**Task brief**
For each statement, say yes or no on whether it agrees with the Alpamayo passage, and quote the words that decide it: 1. Alpamayo Creek originates northwest of the peak. 2. Quitaraju is slightly lower than Alpamayo. 3. Most popular routes start from a village on the south of the Cordillera Blanca.

Mountain in Peruvian Andes

Alpamayo (possibly from Quechua allpa earth, mayu river, "earth river") or Shuyturaju (possibly from Ancash Quechua huytu, shuytu oblong, slim and long, Quechua rahu snow, ice, mountain covered in snow) is one of the most conspicuous peaks in the Cordillera Blanca of the Peruvian Andes. Alpamayo Creek originates northwest of it. The Alpamayo lies next to the slightly higher Quitaraju.

== Climbing history and routes ==

Most popular routes start from the village of Caraz, on the north of the Cordillera Blanca. A French-Belgian expedition including George and Claude Kogan claimed to have made the first ascent in 1951. After studying the photos in George Kogan's book The Ascent of Alpamayo, the German team of G. Hauser, F. Knauss, B. Huhn & H. Wiedmann came to the conclusion that the 1951 team did not reach the actual summit, thereby making their ascent via the north ridge in 1957 the first.

**Source material**
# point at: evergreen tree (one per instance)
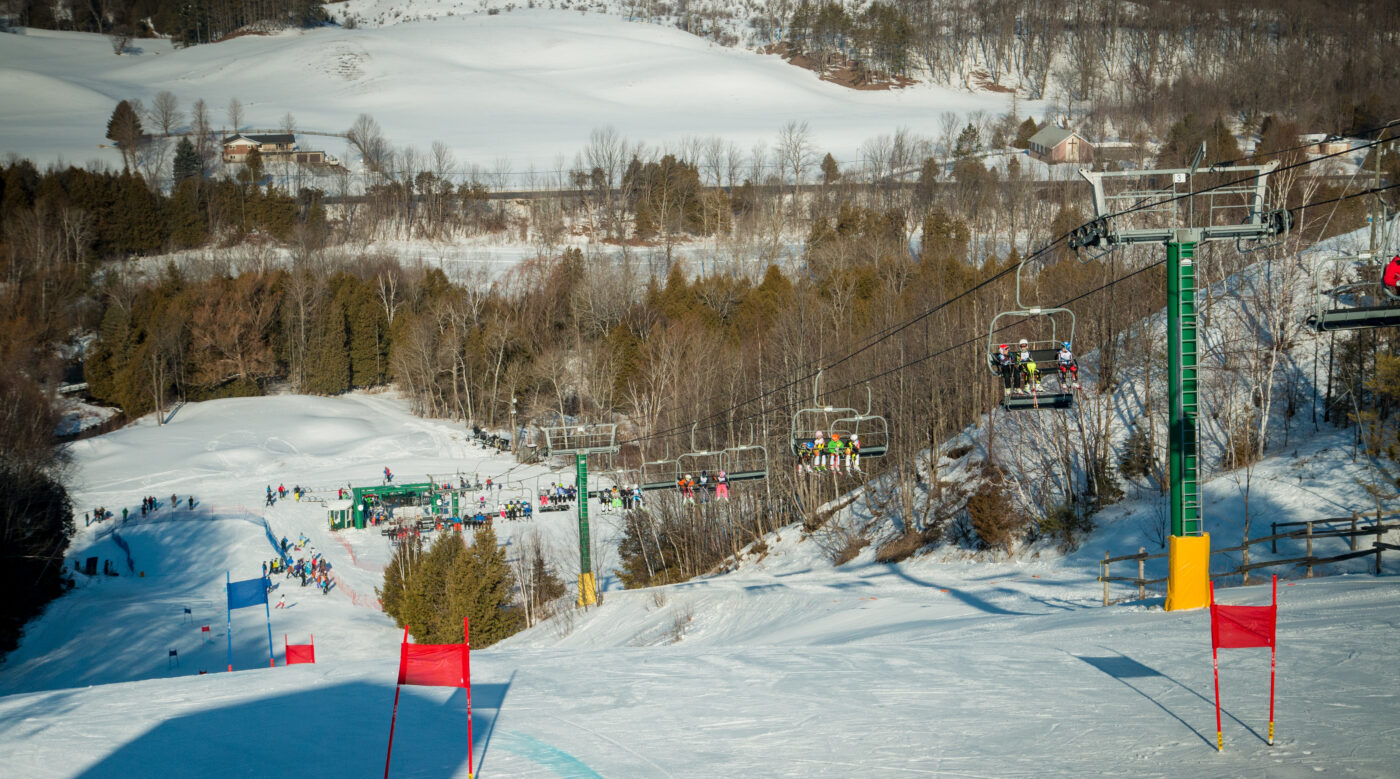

**Finished task**
1. Yes: "Alpamayo Creek originates northwest of it."
2. No: "The Alpamayo lies next to the slightly higher Quitaraju."
3. No: "Most popular routes start from the village of Caraz, on the north of the Cordillera Blanca."